** ЗАДАНИЯ **
(a) Воспроизведите дословно отрывок о разговорах о регентстве Михаила, начиная со слов «Передо мной развертывалась» и продолжая до слов «достоинством перед иностранцами.» включительно.
(b) Продолжите отрывок о разговорах о регентстве Михаила, начав сразу после его последнего предложения.

** ОТРЫВОК ДОКУМЕНТА **
=======

Передо мной развертывалась целая новая жизнь. Присутствовавшие говорили о межсоюзнической конференции, которая открылась в Петрограде; русские политические деятели просили помощи у своих заграничных друзей; они мечтали вывезти царя и Александру Федоровну из России и поставить регентом Михаила. С ним уже договорились. Он прекрасно понимал необходимость создания ответственного правительства из думских кругов. Тогда по крайней мере можно было бы бороться с той стихийной волной мошенничества и взяточничества, которая захлестывала Россию. Буксгевден не разделял эту точку зрения. Он был невысокого мнения о Николае, но считал, что есть способы заставить его не препятствовать созданию ответственного правительства. Во всяком случае он умеет держать себя с достоинством перед иностранцами.

=======

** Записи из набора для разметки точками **
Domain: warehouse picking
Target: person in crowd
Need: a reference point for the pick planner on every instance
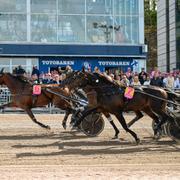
(96, 69)
(155, 71)
(142, 76)
(125, 80)
(156, 80)
(170, 81)
(46, 79)
(20, 71)
(57, 79)
(135, 81)
(35, 70)
(147, 81)
(165, 79)
(68, 69)
(35, 79)
(176, 82)
(129, 74)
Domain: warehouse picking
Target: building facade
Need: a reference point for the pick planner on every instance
(50, 33)
(168, 29)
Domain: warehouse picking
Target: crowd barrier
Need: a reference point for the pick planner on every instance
(5, 97)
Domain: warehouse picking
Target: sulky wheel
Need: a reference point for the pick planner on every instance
(173, 131)
(93, 124)
(163, 128)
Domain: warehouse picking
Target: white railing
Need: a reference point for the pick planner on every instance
(5, 97)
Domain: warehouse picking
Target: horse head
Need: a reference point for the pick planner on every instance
(1, 76)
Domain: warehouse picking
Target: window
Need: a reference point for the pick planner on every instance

=======

** ОТВЕТЫ К УПРАЖНЕНИЮ **
(a)
Передо мной развертывалась целая новая жизнь. Присутствовавшие говорили о межсоюзнической конференции, которая открылась в Петрограде; русские политические деятели просили помощи у своих заграничных друзей; они мечтали вывезти царя и Александру Федоровну из России и поставить регентом Михаила. С ним уже договорились. Он прекрасно понимал необходимость создания ответственного правительства из думских кругов. Тогда по крайней мере можно было бы бороться с той стихийной волной мошенничества и взяточничества, которая захлестывала Россию. Буксгевден не разделял эту точку зрения. Он был невысокого мнения о Николае, но считал, что есть способы заставить его не препятствовать созданию ответственного правительства. Во всяком случае он умеет держать себя с достоинством перед иностранцами.

(b)
— Однажды английский посол Бьюкенен, — рассказывал Буксгевден, — «обнаглев», обратился к императору с советом дать народу конституцию и сформировать ответственное перед Думой правительство. Забыв о том уважении, которым он обязан главе империи Российской, Бьюкенен заявил государю, что он должен восстановить к себе доверие, которое будто бы утеряно им в ходе войны. Николай II прекрасно ответил ему. Он сделал вид, что не понял, о чем говорит ему англичанин, и спросил его: «Вы хотите сказать, что я должен восстановить к себе доверие своего народа или же мой народ должен [157] восстановить к себе мое доверие?» — Бьюкенен ушел, ничего не добившись.
Аджемов был иного мнения. Он считал, что давление союзников на Николая есть последний шанс добиться парламентского строя и предотвратить революцию. Он рассказал, что Челноков, городской голова Москвы, и князь Львов, председатель Союза земств и городов, воспользовались пребыванием английской миссии и просили главу этой миссии лорда Мильнера использовать свой авторитет для давления на императора. Дума исчерпала все возможности сделать что-либо. Львов и Челноков с чувством глубокого отчаяния в душе пошли на то, чтобы привлечь иностранцев в русские внутренние дела.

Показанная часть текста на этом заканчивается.